Can you copy out each of the records below word for word, leaving out the pictures?

Begin Provided data

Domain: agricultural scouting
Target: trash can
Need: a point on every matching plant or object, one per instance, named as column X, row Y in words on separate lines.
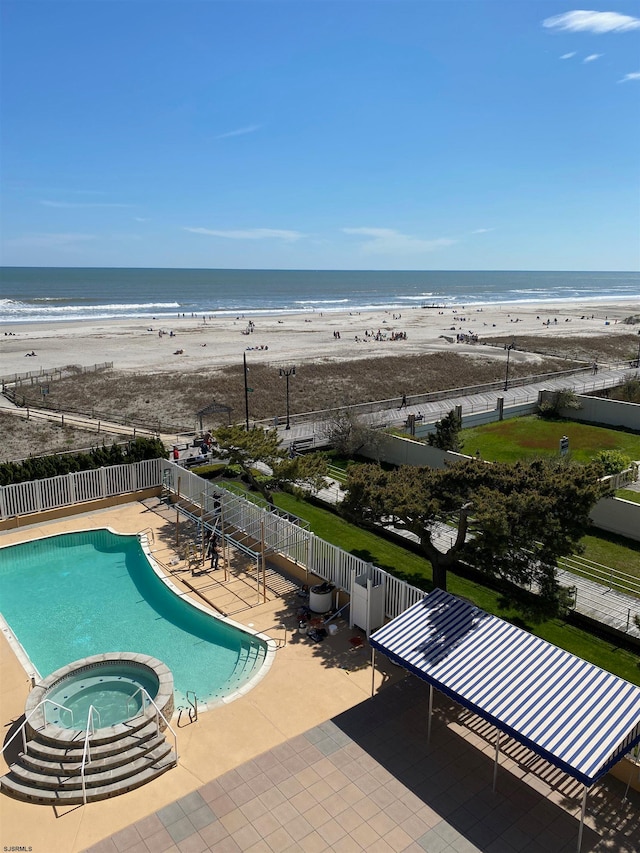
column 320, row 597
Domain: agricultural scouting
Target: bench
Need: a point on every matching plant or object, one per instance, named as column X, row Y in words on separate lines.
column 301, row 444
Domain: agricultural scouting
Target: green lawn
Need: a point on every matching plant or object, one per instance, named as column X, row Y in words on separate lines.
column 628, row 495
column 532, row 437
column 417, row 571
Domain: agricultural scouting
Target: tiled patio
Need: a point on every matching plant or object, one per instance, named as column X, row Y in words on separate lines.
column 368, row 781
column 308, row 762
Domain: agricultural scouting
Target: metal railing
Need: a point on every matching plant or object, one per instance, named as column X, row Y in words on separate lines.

End Provided data

◆ Result:
Domain: agricultural scouting
Target: trash can
Need: a point on every matching plant or object, one per instance, named as column X, row Y in words on separate lines.
column 320, row 597
Domain: agricultural scouting
Target: bench
Need: a point on every matching plant or object, one per instance, named as column X, row Y in words on separate lines.
column 301, row 444
Domain: agricultural scouting
Target: green lawn
Need: a point on every matching plant or object, one per instance, named as column X, row Y in words on separate lines.
column 628, row 495
column 532, row 437
column 417, row 571
Domain: agricultural scouting
Target: tiled patio
Need: a point on every matching plant or object, one per instance, named as column X, row Y in words on separate lines.
column 368, row 781
column 308, row 762
Domain: agricultural scouting
Target: metal railing
Need: a point on every matching plant or object, one per instance, named as column X, row Y in words on separate lines.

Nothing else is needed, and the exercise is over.